[start]

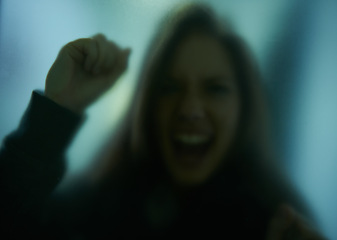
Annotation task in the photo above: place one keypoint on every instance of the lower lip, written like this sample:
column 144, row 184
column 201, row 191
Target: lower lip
column 192, row 157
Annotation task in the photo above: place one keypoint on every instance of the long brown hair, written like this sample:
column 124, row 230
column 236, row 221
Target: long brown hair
column 133, row 146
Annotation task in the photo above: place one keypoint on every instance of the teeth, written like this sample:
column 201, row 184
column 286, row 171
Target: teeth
column 191, row 139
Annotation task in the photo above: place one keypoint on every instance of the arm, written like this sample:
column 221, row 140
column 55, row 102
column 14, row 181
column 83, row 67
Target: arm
column 32, row 161
column 32, row 157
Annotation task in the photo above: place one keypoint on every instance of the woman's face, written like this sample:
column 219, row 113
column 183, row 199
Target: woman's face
column 197, row 111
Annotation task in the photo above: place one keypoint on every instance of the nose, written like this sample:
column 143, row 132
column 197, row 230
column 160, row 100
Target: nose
column 191, row 108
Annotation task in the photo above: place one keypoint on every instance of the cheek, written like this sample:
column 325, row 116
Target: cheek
column 226, row 118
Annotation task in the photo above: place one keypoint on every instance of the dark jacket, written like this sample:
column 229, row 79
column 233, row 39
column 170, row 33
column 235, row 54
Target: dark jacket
column 32, row 164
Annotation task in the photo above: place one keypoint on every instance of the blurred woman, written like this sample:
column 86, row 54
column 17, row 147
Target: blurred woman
column 193, row 156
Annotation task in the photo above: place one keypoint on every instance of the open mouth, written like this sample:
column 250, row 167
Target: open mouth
column 191, row 149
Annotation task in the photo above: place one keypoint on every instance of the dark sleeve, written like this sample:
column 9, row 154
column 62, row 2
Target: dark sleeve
column 32, row 162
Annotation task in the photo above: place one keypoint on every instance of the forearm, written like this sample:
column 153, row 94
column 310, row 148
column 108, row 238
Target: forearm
column 32, row 160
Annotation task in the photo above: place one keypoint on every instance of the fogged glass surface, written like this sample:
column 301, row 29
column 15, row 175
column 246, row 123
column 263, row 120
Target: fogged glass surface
column 294, row 43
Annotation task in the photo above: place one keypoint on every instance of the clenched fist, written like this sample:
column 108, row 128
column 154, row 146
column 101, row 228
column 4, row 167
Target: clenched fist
column 84, row 70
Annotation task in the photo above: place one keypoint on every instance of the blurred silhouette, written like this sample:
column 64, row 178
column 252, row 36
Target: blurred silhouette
column 193, row 156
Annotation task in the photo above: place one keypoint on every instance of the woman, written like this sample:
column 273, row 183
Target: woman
column 192, row 154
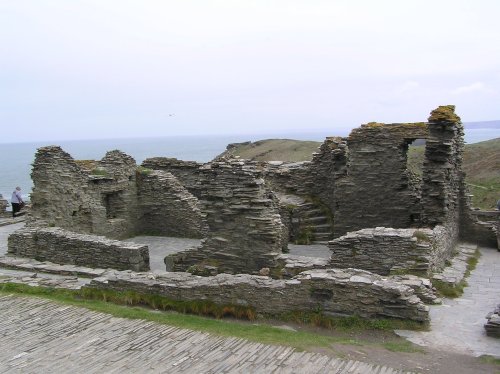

[end]

Request: Rewrite all the lines above with "keypoint" replaced by "marker" wherever it appears, changing nothing else, and leave the pictures out.

Solution for this exercise:
Annotation task in the photo above: place one marker on every instance of the lower lip, written like this sample:
column 144, row 184
column 201, row 191
Target: lower lip
column 192, row 157
Annotation task in the photo above: place one marker on every instance of the long brown hair, written like this sample:
column 124, row 230
column 236, row 221
Target: long brown hair
column 133, row 146
Annotation task in the photo above: place one marker on every instance of the teeth, written like this sample:
column 201, row 184
column 286, row 171
Target: teeth
column 191, row 139
Annotation task in the photo above: place one marker on every instance of the arm, written like this sample:
column 221, row 140
column 55, row 102
column 14, row 181
column 83, row 67
Target: arm
column 32, row 161
column 32, row 157
Annotation task in the photo above: place one marker on every instance of the woman's face, written like this sample:
column 219, row 113
column 183, row 199
Target: woman's face
column 197, row 111
Annotation task in the photo above: place one marker on every instance of the nose, written like this sample:
column 143, row 132
column 197, row 230
column 160, row 100
Target: nose
column 191, row 108
Annotation task in the photo above: place one marker on every instance of the cheek, written like this sample:
column 325, row 116
Target: cheek
column 226, row 118
Annotation task in the photo above: place one marker on every instance of the dark jacket, written like this sample:
column 229, row 79
column 233, row 39
column 170, row 33
column 235, row 54
Target: dark jacket
column 32, row 164
Annotation task in the photo above: place one marker on every instance of the blurred woman, written like this sample:
column 86, row 54
column 17, row 147
Target: blurred woman
column 193, row 156
Annotation task in the photo above: place one marker on every instance of the open mouth, written like this sample:
column 250, row 167
Target: open mouth
column 191, row 149
Annotation task in the photo above: place one marker on every instance of the dark sleeve, written like this sample:
column 9, row 154
column 62, row 2
Target: dark sleeve
column 32, row 162
Annotation task in the photo above: place one marker on every instance of the forearm, written like this sample:
column 153, row 94
column 310, row 148
column 108, row 238
Target: forearm
column 32, row 160
Annotation task in the photo above: place one marker on every instance of the fogged glass surface, written like this sample:
column 301, row 29
column 15, row 175
column 246, row 123
column 263, row 120
Target: fogged glass surface
column 294, row 43
Annotation task in the photo above: place one marker on every instance of the clenched fist, written like this sample:
column 108, row 128
column 154, row 146
column 101, row 228
column 4, row 167
Target: clenched fist
column 84, row 70
Annotation task in the photo above: place one marker on every instance of the blurred silhouette, written like this sample:
column 64, row 178
column 252, row 36
Target: blurred silhouette
column 193, row 156
Annotation task in the photo above: place one marker on every instance of the woman, written like this sample:
column 273, row 183
Target: woman
column 192, row 154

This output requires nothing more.